▶ **Brief**:
Return all lines from the listing below that include the word "flag".

====================

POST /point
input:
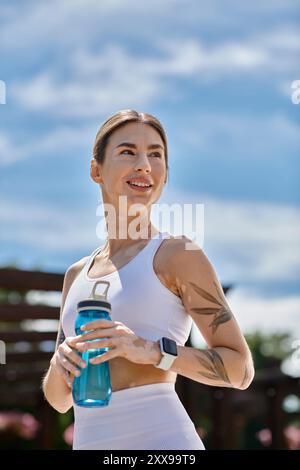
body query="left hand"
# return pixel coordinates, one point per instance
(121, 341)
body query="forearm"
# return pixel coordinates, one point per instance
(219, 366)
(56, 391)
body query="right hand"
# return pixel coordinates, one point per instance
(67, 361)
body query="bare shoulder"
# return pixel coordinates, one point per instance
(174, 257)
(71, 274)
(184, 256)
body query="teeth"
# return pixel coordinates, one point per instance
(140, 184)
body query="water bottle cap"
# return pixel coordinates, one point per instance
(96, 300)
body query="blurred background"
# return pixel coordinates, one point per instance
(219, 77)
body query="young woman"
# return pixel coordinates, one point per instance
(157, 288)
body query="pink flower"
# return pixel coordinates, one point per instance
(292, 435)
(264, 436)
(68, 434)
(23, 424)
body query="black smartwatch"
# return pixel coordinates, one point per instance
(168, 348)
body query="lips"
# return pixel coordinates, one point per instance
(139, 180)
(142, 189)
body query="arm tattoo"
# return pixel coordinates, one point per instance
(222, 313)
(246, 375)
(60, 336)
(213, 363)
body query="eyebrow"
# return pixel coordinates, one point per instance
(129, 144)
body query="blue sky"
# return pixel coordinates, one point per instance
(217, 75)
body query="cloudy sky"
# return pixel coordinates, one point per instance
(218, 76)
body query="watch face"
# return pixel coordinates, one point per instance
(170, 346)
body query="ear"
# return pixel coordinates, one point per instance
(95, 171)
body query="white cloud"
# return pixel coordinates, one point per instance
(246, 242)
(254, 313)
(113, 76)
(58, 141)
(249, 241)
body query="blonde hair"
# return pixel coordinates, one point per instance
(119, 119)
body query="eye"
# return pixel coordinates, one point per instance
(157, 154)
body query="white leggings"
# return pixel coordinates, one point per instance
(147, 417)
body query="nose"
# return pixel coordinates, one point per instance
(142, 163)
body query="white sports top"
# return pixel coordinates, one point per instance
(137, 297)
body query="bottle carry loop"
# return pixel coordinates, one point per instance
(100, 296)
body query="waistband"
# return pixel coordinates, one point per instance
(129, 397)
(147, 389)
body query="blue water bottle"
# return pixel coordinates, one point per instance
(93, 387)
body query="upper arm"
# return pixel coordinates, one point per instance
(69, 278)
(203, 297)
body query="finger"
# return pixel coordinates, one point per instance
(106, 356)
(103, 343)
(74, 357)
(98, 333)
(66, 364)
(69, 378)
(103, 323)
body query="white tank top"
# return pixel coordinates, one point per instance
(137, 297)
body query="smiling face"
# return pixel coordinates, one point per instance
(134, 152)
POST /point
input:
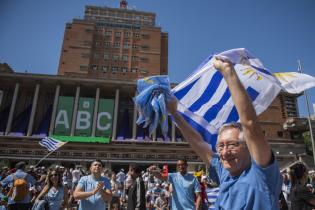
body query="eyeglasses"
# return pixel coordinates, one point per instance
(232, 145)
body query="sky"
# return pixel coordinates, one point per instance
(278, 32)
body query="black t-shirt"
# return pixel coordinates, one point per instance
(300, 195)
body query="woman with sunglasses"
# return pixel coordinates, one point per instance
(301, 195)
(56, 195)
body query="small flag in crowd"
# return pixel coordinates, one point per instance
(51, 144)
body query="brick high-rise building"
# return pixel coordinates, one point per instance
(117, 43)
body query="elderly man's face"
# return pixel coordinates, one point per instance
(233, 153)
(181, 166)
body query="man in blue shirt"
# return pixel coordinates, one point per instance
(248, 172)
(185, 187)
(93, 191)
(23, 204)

====================

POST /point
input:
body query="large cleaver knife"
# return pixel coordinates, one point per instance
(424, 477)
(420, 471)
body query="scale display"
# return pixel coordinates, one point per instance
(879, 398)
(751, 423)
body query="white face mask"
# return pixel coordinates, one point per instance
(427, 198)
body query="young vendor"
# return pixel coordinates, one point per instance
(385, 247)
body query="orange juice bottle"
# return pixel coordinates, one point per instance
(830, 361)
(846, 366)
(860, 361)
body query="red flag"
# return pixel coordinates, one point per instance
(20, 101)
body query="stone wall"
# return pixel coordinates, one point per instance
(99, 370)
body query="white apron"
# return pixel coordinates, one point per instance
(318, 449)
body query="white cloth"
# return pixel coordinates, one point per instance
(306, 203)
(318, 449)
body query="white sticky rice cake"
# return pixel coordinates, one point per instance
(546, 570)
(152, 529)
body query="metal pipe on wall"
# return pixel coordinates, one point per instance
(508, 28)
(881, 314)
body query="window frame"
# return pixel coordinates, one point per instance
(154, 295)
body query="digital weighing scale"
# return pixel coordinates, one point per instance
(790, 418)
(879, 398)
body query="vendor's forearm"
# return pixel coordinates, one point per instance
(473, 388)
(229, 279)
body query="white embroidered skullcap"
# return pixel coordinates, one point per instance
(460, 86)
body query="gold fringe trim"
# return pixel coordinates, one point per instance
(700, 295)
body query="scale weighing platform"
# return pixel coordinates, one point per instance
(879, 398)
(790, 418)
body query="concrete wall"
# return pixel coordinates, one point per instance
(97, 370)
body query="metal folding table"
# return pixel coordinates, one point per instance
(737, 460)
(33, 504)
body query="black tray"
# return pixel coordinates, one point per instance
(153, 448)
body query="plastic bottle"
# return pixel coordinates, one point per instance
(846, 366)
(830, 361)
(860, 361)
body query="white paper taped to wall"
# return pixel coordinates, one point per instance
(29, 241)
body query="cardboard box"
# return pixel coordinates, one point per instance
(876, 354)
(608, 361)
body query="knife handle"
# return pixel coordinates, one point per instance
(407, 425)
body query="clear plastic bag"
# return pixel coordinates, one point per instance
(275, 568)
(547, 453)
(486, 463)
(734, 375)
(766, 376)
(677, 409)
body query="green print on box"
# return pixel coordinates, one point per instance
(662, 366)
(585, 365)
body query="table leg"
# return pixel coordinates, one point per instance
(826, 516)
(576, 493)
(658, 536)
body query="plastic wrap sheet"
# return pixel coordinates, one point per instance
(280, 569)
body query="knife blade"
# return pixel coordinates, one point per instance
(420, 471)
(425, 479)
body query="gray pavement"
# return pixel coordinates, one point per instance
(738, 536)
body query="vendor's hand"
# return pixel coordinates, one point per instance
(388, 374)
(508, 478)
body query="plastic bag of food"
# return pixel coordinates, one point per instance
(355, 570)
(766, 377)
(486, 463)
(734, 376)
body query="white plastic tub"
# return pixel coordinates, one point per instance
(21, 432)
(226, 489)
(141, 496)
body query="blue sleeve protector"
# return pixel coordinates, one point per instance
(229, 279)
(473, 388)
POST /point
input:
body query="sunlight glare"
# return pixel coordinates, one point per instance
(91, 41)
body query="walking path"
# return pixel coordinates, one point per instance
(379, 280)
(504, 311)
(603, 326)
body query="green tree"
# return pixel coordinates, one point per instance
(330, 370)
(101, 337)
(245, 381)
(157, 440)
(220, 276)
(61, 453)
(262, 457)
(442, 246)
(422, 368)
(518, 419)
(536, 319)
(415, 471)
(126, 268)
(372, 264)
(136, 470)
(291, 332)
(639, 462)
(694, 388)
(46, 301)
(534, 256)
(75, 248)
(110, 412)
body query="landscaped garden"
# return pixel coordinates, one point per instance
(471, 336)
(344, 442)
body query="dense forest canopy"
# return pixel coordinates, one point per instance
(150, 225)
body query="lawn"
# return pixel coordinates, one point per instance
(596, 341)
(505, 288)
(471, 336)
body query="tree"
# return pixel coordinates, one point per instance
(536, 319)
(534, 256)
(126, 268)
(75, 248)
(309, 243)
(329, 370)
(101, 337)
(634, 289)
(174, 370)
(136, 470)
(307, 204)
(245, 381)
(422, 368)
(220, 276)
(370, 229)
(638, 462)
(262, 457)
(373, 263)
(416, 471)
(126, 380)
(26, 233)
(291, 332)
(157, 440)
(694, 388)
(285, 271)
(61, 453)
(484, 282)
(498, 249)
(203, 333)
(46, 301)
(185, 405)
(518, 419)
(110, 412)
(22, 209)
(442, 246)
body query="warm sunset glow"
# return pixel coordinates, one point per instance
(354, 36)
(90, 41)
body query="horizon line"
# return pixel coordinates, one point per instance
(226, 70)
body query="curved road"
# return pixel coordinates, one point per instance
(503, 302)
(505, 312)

====================

▶ **Problem solution**:
body query="small flag in crowd"
body query="red flag"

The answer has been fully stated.